■ WHAT THIS TASK INVOLVES
Would you please retype, exactly, the lines of the listing below between the line with "Presence check — any blurred" and the line with "Presence check — any dry", inclusive?
-------- EXERCISE MATERIALS --------
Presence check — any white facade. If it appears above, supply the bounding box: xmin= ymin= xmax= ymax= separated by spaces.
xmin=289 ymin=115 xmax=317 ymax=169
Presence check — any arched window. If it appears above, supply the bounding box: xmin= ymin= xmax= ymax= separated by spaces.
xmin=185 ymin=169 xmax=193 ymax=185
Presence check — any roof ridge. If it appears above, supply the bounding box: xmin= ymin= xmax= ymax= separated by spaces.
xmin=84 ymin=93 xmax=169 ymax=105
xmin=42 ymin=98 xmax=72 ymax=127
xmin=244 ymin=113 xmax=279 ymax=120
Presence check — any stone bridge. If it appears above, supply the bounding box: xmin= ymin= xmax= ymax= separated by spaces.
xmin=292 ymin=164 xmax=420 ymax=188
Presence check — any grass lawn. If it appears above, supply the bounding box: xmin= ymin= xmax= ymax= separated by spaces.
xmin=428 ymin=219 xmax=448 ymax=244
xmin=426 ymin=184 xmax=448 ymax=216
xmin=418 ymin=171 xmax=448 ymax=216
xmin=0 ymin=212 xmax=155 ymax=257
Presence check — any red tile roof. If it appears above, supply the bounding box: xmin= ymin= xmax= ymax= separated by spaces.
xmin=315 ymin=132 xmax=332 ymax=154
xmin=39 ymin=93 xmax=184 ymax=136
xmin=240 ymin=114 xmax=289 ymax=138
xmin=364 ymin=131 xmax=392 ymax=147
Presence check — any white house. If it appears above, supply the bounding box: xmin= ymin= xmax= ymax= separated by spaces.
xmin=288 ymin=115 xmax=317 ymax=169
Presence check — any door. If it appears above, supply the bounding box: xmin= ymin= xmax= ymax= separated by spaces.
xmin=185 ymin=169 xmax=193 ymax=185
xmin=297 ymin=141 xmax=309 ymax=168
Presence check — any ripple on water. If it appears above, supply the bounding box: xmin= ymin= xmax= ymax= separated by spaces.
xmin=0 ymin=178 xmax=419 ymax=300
--------
-------- EXERCISE MATERIALS --------
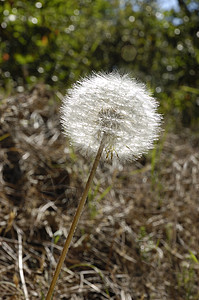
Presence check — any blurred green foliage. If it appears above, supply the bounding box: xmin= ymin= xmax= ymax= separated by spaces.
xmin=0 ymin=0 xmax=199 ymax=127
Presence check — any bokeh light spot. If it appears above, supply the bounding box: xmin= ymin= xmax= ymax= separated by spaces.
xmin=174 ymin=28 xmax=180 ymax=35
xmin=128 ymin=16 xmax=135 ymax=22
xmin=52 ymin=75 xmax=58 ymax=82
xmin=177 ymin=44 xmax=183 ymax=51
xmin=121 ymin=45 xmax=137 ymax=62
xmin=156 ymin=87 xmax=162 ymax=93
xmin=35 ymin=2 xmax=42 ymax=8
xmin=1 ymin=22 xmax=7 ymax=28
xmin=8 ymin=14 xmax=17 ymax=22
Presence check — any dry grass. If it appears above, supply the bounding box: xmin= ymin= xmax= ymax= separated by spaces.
--------
-------- EXERCISE MATERIALS --------
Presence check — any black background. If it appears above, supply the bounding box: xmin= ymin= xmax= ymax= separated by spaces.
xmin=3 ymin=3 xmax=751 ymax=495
--------
■ EXERCISE OUTPUT
Presence check — any blurred green foliage. If it appears above, supply the bounding box: xmin= ymin= xmax= ymax= separated by spaces.
xmin=0 ymin=0 xmax=199 ymax=127
Presence check — any bokeh light spot. If it appears above, supply the bounding box: xmin= ymin= xmax= ymax= separated by spaces.
xmin=174 ymin=28 xmax=180 ymax=35
xmin=128 ymin=16 xmax=135 ymax=22
xmin=52 ymin=75 xmax=58 ymax=82
xmin=177 ymin=44 xmax=183 ymax=51
xmin=121 ymin=45 xmax=137 ymax=62
xmin=156 ymin=87 xmax=162 ymax=93
xmin=35 ymin=2 xmax=42 ymax=8
xmin=1 ymin=22 xmax=7 ymax=28
xmin=8 ymin=14 xmax=17 ymax=22
Presence check — any dry grass. If it appears above, supply the bounding box: xmin= ymin= xmax= ymax= separated by spaces.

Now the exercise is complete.